Required work: Show every line of the records below that contains the string "field", copying each line in full. Matches must have the same case.

Data for this task:
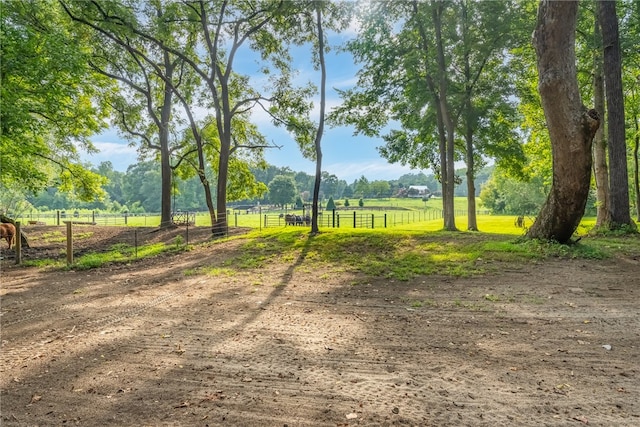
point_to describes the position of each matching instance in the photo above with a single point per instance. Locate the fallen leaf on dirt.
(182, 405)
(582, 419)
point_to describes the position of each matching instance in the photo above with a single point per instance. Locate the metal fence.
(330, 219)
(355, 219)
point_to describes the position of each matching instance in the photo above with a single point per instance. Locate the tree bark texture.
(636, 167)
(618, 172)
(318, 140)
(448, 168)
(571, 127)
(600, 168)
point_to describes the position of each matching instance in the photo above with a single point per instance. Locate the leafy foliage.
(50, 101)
...
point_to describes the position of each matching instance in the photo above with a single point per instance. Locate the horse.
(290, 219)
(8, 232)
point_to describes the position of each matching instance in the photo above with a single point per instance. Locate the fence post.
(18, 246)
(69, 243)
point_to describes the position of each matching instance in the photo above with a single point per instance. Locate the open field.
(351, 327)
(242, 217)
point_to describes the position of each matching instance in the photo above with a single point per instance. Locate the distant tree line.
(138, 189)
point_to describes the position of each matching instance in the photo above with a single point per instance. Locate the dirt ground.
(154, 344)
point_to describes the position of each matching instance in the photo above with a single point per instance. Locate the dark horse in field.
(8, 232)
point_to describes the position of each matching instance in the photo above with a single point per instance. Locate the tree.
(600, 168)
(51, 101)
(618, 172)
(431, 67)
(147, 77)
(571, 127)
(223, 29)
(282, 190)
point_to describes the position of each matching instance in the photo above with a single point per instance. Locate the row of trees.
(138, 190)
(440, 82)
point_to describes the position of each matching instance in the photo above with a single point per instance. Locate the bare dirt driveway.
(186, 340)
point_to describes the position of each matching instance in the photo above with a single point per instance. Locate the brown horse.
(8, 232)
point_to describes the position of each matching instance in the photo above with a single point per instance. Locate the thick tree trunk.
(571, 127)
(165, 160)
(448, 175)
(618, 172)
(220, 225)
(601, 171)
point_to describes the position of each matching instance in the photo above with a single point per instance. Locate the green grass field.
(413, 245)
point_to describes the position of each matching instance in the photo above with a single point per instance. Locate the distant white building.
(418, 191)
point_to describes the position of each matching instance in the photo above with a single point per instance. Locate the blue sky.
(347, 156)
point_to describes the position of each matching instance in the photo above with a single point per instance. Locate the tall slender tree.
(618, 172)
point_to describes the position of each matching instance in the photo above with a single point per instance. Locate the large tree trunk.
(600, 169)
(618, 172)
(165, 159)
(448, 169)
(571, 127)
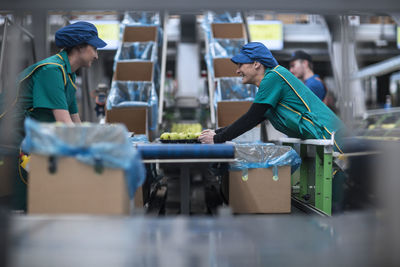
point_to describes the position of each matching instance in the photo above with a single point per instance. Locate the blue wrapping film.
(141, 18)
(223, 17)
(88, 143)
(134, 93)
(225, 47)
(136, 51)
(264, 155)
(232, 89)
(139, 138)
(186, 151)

Solution:
point_to describes the position of each matching instance in the photo above with a single point per instance. Locate the open field.
point_to describes the position of each matching instance in the photo above with a single point per instance. Locate the dark horse in field.
point_to describes the position of each matching instance in the photo above with a single point per instance. Locate the green grass field.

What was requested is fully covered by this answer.